Personal Information
- Gender: Male
- Position: King of Hastinapura
- Family: Ilin/Santurodha (father); Rathantari/Upadanavi (mother); Sushmanta/Sura, Pravira/ Bhima, Anagha/Pravasu and Vasu (brothers);
- Spouse: Shakuntala
- Children: Bharata
- Dynasty: Paurava-Chandravamsha (Lunar Dynasty)

= Dushyanta =

Legendary king in Hinduism

Dushyanta (दुष्यन्त, ), also referred to as Duhshanta (दुःषन्त, ), is a king featured in Hindu literature and mythology. He belongs to the Paurava line of the legendary Lunar dynasty. According to the epic Mahabharata, he is the eldest son of King Ilina and inherits Hastinapura. During a hunting expedition he encounters Shakuntala, the foster daughter of the sage Kanva. Struck by her beauty, he persuades her to enter into a Gandharva marriage. After consummating the union in her hermitage, Dushyanta leaves, promising to bring her to Hastinapura, but fails to do so. When Shakuntala later appears before him in his court with their six-year-old son Bharata, Dushyanta, though he recognises her, pretends not to know her. Fearing public ridicule and doubts about the legitimacy of the heir, he insults her until a celestial voice compels him to accept them. He then accepts Shakuntala as his queen and crowns Bharata as his heir.
────────
* _EXERCISE SET_:
[A] Retype the Dushyanta entry between "Personal Information" and "Paurava-Chandravamsha (Lunar Dynasty)", inclusive.
[B] Name every brother of Dushyanta listed in the Dushyanta entry.
[C] In the Dushyanta entry, what kind of marriage does Dushyanta persuade Shakuntala to enter into?
The rows that come next have no connection to the Dushyanta entry.

[Image-backed grounding data]
────────
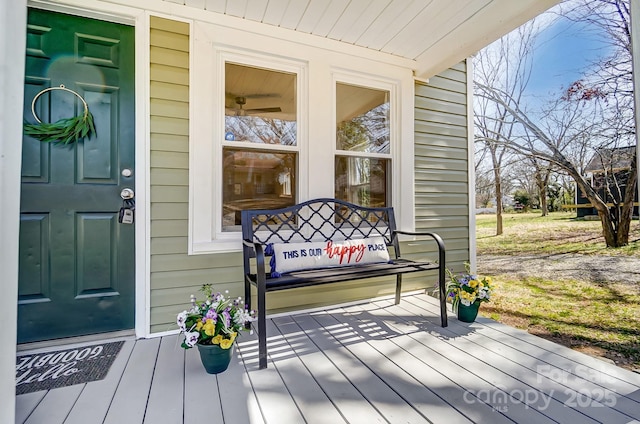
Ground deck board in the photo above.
[104,339,161,424]
[64,340,135,424]
[144,336,186,424]
[16,295,640,424]
[274,316,384,424]
[267,320,346,424]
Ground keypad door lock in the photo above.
[120,188,136,200]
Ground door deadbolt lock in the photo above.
[120,188,135,200]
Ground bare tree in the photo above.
[478,80,636,247]
[474,20,537,235]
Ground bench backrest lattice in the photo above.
[241,198,447,368]
[242,199,398,256]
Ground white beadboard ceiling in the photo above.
[164,0,560,78]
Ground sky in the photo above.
[527,13,607,96]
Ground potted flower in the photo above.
[446,264,493,322]
[176,284,255,374]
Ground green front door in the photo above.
[18,9,135,343]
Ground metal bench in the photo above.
[241,198,447,369]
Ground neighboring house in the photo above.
[0,0,558,422]
[576,146,638,218]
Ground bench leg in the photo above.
[244,277,251,330]
[258,289,267,369]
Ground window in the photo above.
[188,22,415,254]
[335,83,391,207]
[221,62,298,231]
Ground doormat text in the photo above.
[16,341,124,395]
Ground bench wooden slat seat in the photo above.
[241,198,447,368]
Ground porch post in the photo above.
[629,1,640,229]
[0,0,27,423]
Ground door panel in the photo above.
[18,9,135,343]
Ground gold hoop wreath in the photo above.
[24,84,96,144]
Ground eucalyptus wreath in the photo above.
[24,85,96,144]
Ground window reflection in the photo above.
[222,148,297,231]
[222,62,298,231]
[335,156,390,207]
[335,83,391,207]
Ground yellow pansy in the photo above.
[202,319,216,336]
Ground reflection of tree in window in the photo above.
[225,116,297,146]
[336,103,389,153]
[335,83,391,206]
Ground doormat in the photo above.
[16,341,124,395]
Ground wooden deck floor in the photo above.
[16,295,640,424]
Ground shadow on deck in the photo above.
[16,295,640,424]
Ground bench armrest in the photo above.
[391,230,447,327]
[242,239,267,287]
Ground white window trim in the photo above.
[331,69,402,212]
[188,22,415,255]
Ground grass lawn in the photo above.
[476,212,640,258]
[476,213,640,372]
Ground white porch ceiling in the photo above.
[164,0,560,78]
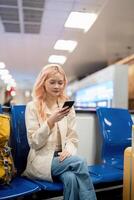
────────
* _TASK-BY-TASK RESULTS_:
[A]
Personal Information
- Gender: Male
- Position: King of Hastinapura
- Family: Ilin/Santurodha (father); Rathantari/Upadanavi (mother); Sushmanta/Sura, Pravira/ Bhima, Anagha/Pravasu and Vasu (brothers);
- Spouse: Shakuntala
- Children: Bharata
- Dynasty: Paurava-Chandravamsha (Lunar Dynasty)

[B]
Sushmanta/Sura
Pravira/Bhima
Anagha/Pravasu
Vasu

[C] A Gandharva marriage.